DIRECTIONS FOR THIS TASK:
Reproduce every line of the records below, requests included, shifting each coordinate in the answers by adding 63 to it.

* begin GIVEN RECORDS *

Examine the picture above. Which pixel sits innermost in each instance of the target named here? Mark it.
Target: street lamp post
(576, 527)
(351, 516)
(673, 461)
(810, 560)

* end GIVEN RECORDS *

EXERCISE OUTPUT:
Examine the picture above. Which pixel sits innermost in each instance of the target named here? Mark it.
Target: street lamp post
(639, 590)
(414, 579)
(736, 524)
(873, 623)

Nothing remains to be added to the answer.